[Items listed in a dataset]
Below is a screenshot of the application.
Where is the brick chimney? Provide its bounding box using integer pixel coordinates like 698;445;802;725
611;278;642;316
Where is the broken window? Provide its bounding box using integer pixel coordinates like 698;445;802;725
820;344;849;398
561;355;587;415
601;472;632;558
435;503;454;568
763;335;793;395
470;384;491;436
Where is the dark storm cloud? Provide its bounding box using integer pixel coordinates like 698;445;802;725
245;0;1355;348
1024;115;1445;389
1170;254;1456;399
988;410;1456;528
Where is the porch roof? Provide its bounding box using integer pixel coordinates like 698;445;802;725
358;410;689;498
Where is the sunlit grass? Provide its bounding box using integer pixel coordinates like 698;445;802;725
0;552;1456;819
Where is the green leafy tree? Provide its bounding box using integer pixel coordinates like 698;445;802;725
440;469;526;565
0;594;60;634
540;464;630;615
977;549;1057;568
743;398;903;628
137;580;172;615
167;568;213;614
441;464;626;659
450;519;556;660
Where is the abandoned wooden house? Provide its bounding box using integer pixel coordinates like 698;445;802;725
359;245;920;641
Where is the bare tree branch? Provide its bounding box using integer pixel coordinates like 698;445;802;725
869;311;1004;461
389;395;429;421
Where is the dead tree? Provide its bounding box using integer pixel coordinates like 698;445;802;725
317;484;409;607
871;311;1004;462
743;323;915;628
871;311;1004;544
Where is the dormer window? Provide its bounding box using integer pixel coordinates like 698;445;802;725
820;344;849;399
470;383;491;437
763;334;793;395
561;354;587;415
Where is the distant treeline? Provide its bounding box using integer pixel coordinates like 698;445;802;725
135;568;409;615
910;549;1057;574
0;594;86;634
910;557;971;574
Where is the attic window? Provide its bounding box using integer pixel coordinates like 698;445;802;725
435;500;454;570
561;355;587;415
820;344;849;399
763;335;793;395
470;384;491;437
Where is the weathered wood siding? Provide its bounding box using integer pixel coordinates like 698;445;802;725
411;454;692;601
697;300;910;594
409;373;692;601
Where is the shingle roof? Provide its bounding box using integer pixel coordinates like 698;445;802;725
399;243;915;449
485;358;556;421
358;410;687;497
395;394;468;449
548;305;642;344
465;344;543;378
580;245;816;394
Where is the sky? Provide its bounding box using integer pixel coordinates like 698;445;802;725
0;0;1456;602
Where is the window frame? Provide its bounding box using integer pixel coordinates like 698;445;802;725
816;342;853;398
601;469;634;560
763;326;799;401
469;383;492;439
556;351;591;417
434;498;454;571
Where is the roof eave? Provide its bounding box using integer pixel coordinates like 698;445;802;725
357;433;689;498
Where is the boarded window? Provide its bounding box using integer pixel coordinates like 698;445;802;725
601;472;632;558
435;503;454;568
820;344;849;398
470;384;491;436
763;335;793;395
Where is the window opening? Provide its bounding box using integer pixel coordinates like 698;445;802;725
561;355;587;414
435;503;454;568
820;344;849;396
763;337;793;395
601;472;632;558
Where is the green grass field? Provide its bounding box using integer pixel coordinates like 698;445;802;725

> Your goal
Rename "bounding box" as "enclosing rectangle" wherever it occurs in the lines above, and give all of the lines back with nothing else altered.

> Answer for the task
Below is a screenshot of the application.
Where is the brick chimney? Provide its enclosing rectangle using integer pixel coordinates like 698;445;802;725
611;278;642;316
Where is the broken window? Provide its enclosing rectangle using integer pixel coordinates like 698;445;802;725
820;344;849;398
561;355;587;415
601;472;632;558
435;503;454;568
763;335;793;395
470;384;491;436
Where is the dark storm cloud? Provide its enclosing rectangle using integer pixel coordinates like 698;445;802;725
245;0;1355;348
1024;115;1445;389
1170;254;1456;399
988;410;1456;528
Where is the porch roof? Provide its enclosing rectangle using integer pixel coordinates like 698;445;802;725
358;410;689;498
Where is the sunlit grass? Provide its enclosing rectangle using integer pixel coordinates like 698;445;802;725
0;552;1456;819
Where is the green leafy tree? Provide its enclosing rectangle using integer pixel coordinates like 698;445;802;725
440;469;526;565
0;594;60;634
540;464;630;615
977;549;1057;568
743;398;903;628
137;580;172;615
167;568;213;614
441;464;626;659
450;519;556;660
Where is the abandoned wooden house? Provide its enclosing rectangle using integer pixel coordinates like 698;445;802;725
359;245;920;641
Where is the bare tree branch? Provide its enclosing rectangle using integer pixel coordinates like 698;445;802;725
869;311;1004;461
389;395;429;421
Where is the dead tree? Provide its enclosing rectangle using integer pixel coordinates like 698;445;802;725
317;484;409;607
871;311;1004;462
743;323;915;628
871;311;1004;544
Where is the dormer window? Provide its enclosing rectangle using integer pixel coordinates like 698;445;802;725
820;344;849;399
470;383;491;437
763;334;793;395
561;354;587;415
Where is the distant treeline? Provide its enclosing rectangle using integer pixel coordinates like 698;445;802;725
135;568;409;615
910;549;1057;574
0;594;86;634
910;557;971;574
Where is the attic window? Provide its enclosing rectangle using integer pixel coordinates like 698;445;802;725
435;500;454;570
561;355;587;415
820;344;849;399
763;335;793;395
470;384;491;437
Where is the weathered wood siding? Provide its enclosing rectangle using integer pixel coordinates like 698;445;802;725
411;454;692;601
697;300;910;594
409;373;692;601
Where is the shingle roof? Provide its enclosing rectangle using integer pixel coordinates like 698;445;802;725
399;243;915;449
485;358;556;421
358;410;687;497
395;394;468;449
548;305;642;344
465;344;543;378
580;245;816;394
Where is the sky? Provide its enclosing rectangle using integer pixel coordinates like 698;445;802;725
0;0;1456;602
Where is the window frame? Provide its enclosing rectangle using integer pixel coordinates like 698;445;802;725
816;342;853;398
601;469;634;560
763;326;799;401
469;383;492;439
556;351;591;417
434;498;454;571
Where is the roof eave? Provide its enclosing rectangle using integer pixel coordinates like 698;445;802;725
357;433;689;498
Where is the boarded window? Provide its enclosing rectangle using integer pixel coordinates like 698;445;802;725
601;472;632;558
435;503;454;568
820;344;849;398
470;384;491;436
763;335;793;395
Where is the window opening? Provide its enclosing rectangle using integer pixel coordinates like 698;445;802;725
561;355;587;414
435;503;454;568
820;344;849;396
763;337;793;395
601;472;632;558
Where is the green grass field? Provide its enclosing rectangle using integer pixel coordinates like 698;445;802;725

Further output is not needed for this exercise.